# Ausgangstext
Bischof Kohlgraf erinnerte an „viele Gespräche“ und Sitzungen im Vorfeld der Fusion und dankte „allen, die diesen Weg mitgehen“. Die Sorge, eine kleine Gemeinde würde von der größeren „geschluckt“ werden, nehme er ernst.
Für Katholiken sei es wichtig, eine „Kontrastgesellschaft“ zu bilden
Die Befürchtung, es entstehe eine „XXL-Pfarrgemeinde“ sei aber unbegründet, stellte er mit Blick auf die Mitgliederzahlen klar. Die Gemeinden sollten auch „nicht ineinander“ aufgehen, es sei „kein kirchlicher Eintopf“ vorgesehen. Jeder Kirchort solle seinen Charme behalten können.
„Beieinander, Miteinander, Füreinander“ – diese drei Worte stellte Kohlgraf in seiner Ansprache in den Mittelpunkt. Ja, Lorsch und Einhausen seien unterschiedlich groß und pflegten unterschiedliche Traditionen, räumte der Bischof ein. Dennoch gebe es längst eine Menge Gemeinsamkeiten – und in einigen Jahren werde vieles heute noch Verunsichernde als „normal“ erscheinen, als sei es schon immer so gewesen, zeigte er sich sicher. Er warb nachdrücklich dafür, nach gemeinsamen Lösungen zu suchen, überall dort, wo noch nicht alles gut funktioniere. Mancher aber habe bereits den „Reichtum des Nachbarn entdeckt“, davon profitierten beide Seiten.

# Aufgabe A
Zitieren Sie aus dem Ausgangstext wörtlich die Stelle, die mit den Worten „Bischof Kohlgraf erinnerte“ einsetzt und mit „Charme behalten können.“ schließt.
# Aufgabe B
Führen Sie den Text über die Fusion der Gemeinden Lorsch und Einhausen im Anschluss an seinen letzten Satz weiter.

# Bereitgestelltes Material
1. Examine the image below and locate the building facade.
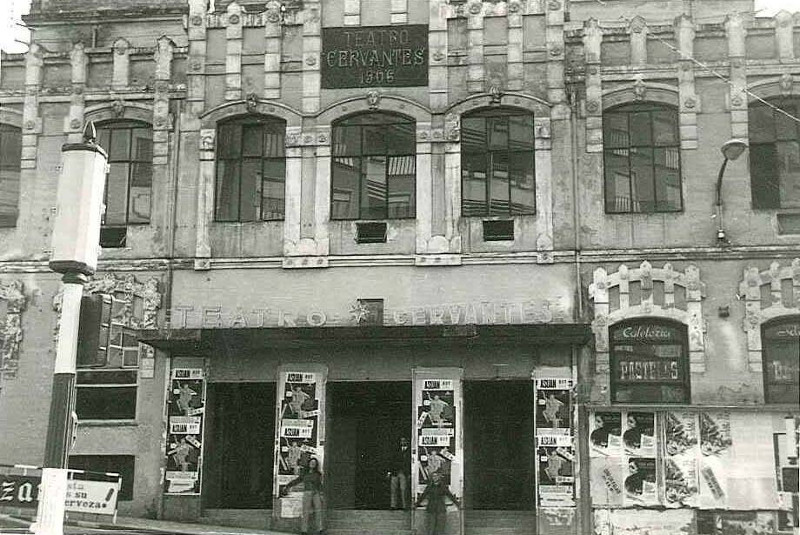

# Antwortfeld A
Bischof Kohlgraf erinnerte an „viele Gespräche“ und Sitzungen im Vorfeld der Fusion und dankte „allen, die diesen Weg mitgehen“. Die Sorge, eine kleine Gemeinde würde von der größeren „geschluckt“ werden, nehme er ernst.
Für Katholiken sei es wichtig, eine „Kontrastgesellschaft“ zu bilden
Die Befürchtung, es entstehe eine „XXL-Pfarrgemeinde“ sei aber unbegründet, stellte er mit Blick auf die Mitgliederzahlen klar. Die Gemeinden sollten auch „nicht ineinander“ aufgehen, es sei „kein kirchlicher Eintopf“ vorgesehen. Jeder Kirchort solle seinen Charme behalten können.

# Antwortfeld B
In einer Gesellschaft, die sich zunehmend spalte, sei es für Katholiken wichtig, eine „Kontrastgesellschaft“ zu bilden, an gemeinsamen Zielen zu arbeiten. „Als Kirche haben wir einen „Auftrag für die Gesellschaft“, erinnerte der Bischof. Kirche sei „kein Selbstzweck“. Christen hätten sich nicht nur um das eigene Wohlbefinden zu kümmern, sondern verstünden sich als Wegbegleiter auch für andere. Sie hätten einen Auftrag für die Kirche und die Welt. Kohlgraf nannte beispielhaft die Caritas und den Frieden.
Auch Vertreter der evangelischen Gemeinde wurden willkommen geheißen
Im Gottesdienst, den musikalisch die Schola unter Leitung von Thomas Adelberger bereicherte, dankte Pfarrer Michael Bartmann unter anderem Michaela Groß und Roswitha Grieser. Für beide Frauen gab es Blumensträuße. Bartmann dankte ihnen stellvertretend für alle Lorscher und Einhäuser Katholiken, die sich ehrenamtlich mit enormem Einsatz für die neue Gemeinde engagierten und auch manche „Enttäuschung“ verkraften mussten. „Bitte, machen Sie weiter“, bat Bartmann um die weitere Mitarbeit.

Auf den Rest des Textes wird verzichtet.